* start Supplied records *
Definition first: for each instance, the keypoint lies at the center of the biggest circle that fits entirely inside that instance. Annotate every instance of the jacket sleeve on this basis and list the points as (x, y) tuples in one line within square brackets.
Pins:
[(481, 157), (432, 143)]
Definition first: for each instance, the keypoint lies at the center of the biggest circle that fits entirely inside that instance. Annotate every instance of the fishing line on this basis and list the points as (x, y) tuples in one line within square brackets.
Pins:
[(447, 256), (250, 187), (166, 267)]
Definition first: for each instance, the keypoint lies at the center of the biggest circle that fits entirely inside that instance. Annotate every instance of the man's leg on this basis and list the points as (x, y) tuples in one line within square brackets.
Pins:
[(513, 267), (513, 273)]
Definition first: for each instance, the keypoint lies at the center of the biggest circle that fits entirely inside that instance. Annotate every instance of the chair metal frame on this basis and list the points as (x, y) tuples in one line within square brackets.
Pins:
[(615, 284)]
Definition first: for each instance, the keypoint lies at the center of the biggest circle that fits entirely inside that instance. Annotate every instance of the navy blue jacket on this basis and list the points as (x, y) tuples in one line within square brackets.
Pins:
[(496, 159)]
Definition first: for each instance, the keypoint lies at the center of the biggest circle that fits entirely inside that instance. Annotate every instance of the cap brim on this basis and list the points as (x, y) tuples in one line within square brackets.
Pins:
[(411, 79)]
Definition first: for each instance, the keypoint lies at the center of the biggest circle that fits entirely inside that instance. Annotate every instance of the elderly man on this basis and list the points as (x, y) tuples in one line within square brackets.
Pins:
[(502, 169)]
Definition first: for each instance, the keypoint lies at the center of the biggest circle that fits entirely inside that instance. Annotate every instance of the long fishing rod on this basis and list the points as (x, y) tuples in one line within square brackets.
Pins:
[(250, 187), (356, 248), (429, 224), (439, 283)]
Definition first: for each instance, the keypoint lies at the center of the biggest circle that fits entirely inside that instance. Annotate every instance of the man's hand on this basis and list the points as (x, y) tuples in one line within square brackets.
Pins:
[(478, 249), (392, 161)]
* end Supplied records *
> What is being asked:
Reproduce the data above word for word, starting with its first line and ending with the line containing "[(250, 187), (356, 248), (429, 224), (439, 283)]", both of those lines included.

> Output:
Definition first: for each instance, the keypoint lies at the center of the biggest circle that fits entirely inside that instance. Annotate every instance of the jacket sleeve on this basis and list the points as (x, y) tuples in one line within square brackets.
Pins:
[(481, 157), (432, 143)]
Definition first: for each instance, the keypoint lies at the center of the biggest circle that fits entirely inside that instance. Annotate every instance of the fishing line on this basis and list the points as (x, y) tuples in one line within square brackets.
Pins:
[(447, 256), (250, 187), (166, 267)]
Definition first: for each instance, the keypoint lies at the center of the biggest circle that fits entirely inside that instance. Annotate every instance of the man's leg on this basis and list the points as (x, y) tuples in one line within square brackets.
Pins:
[(513, 267), (513, 273)]
Definition first: for each instance, the keypoint lies at the center of the biggest circle that fits entirely inside that instance. Annotate every instance of the chair metal frame on this basis and list the points as (x, y) tuples in one line within square brackets.
Pins:
[(615, 284)]
Definition first: for each instance, the keypoint lies at the center of the biggest circle that fits entirely inside that instance. Annotate every instance of the navy blue jacket on this basis and list the points as (x, y) tuples in one line within square brackets.
Pins:
[(496, 159)]
Definition first: for each instance, the keypoint lies at the center of the biggest circle that fits entirely inside that instance. Annotate every instance of the cap brim on this basis and list the points as (x, y) tuples in one line within square brackets.
Pins:
[(411, 79)]
Definition first: for each instance, the keypoint lies at the center of the biggest circle that fits entirely inside that instance. Annotate every instance of the elderly man on this basis and list the points as (x, y) tuples in one line within square brackets.
Pins:
[(502, 169)]
Definition first: for each instance, the keypoint lies at the center of the biggest circle that fits entirely inside that instance. Annotate every instance of the long fishing rod on this basis and list the points as (x, y) tuples in one line within square brackets.
Pins:
[(250, 187), (356, 248), (429, 224), (439, 283)]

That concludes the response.